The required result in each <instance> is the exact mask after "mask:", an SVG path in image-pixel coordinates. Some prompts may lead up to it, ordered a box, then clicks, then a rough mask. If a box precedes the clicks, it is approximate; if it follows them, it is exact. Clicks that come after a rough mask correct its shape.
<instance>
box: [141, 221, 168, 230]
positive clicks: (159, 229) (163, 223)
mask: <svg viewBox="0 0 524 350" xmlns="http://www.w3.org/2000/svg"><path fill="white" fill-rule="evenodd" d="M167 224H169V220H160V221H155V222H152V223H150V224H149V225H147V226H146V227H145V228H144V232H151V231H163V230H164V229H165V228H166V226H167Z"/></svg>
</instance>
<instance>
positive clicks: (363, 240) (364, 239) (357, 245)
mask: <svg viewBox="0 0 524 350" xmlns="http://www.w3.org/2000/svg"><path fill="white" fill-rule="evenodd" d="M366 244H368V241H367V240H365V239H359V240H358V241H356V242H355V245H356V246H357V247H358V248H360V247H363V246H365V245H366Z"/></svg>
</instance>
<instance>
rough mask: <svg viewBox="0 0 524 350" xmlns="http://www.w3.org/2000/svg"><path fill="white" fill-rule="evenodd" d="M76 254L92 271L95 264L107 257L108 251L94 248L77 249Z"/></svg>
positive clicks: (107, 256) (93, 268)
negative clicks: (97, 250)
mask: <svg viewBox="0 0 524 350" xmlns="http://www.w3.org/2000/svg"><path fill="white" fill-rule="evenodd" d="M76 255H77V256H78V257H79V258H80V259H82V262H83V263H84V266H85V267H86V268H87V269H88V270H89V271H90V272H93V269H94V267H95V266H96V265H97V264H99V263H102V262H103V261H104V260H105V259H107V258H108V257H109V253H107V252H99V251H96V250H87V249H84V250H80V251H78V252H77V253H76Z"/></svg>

------------------------------------------------------------

### Obiettivo del compito
Estrai dall'elenco qui sopra tutte le righe che contengono la stringa "http". Maiuscole e minuscole contano.

### Riquadro risposta
mask: <svg viewBox="0 0 524 350" xmlns="http://www.w3.org/2000/svg"><path fill="white" fill-rule="evenodd" d="M167 224H169V220H160V221H155V222H152V223H150V224H149V225H147V226H146V227H145V228H144V232H151V231H163V230H164V229H165V228H166V226H167Z"/></svg>
mask: <svg viewBox="0 0 524 350" xmlns="http://www.w3.org/2000/svg"><path fill="white" fill-rule="evenodd" d="M366 244H368V241H367V240H365V239H359V240H358V241H356V242H355V245H356V246H357V247H358V248H360V247H363V246H365V245H366Z"/></svg>
rough mask: <svg viewBox="0 0 524 350" xmlns="http://www.w3.org/2000/svg"><path fill="white" fill-rule="evenodd" d="M76 254L92 271L95 264L107 257L108 251L94 248L77 249Z"/></svg>
mask: <svg viewBox="0 0 524 350" xmlns="http://www.w3.org/2000/svg"><path fill="white" fill-rule="evenodd" d="M76 255H77V256H78V257H79V258H80V259H82V262H83V263H84V266H85V267H86V268H87V269H88V270H89V271H90V272H93V269H94V267H95V266H96V265H97V264H99V263H102V262H103V261H104V260H105V259H107V258H108V257H109V253H107V252H99V251H96V250H87V249H84V250H80V251H78V252H77V253H76Z"/></svg>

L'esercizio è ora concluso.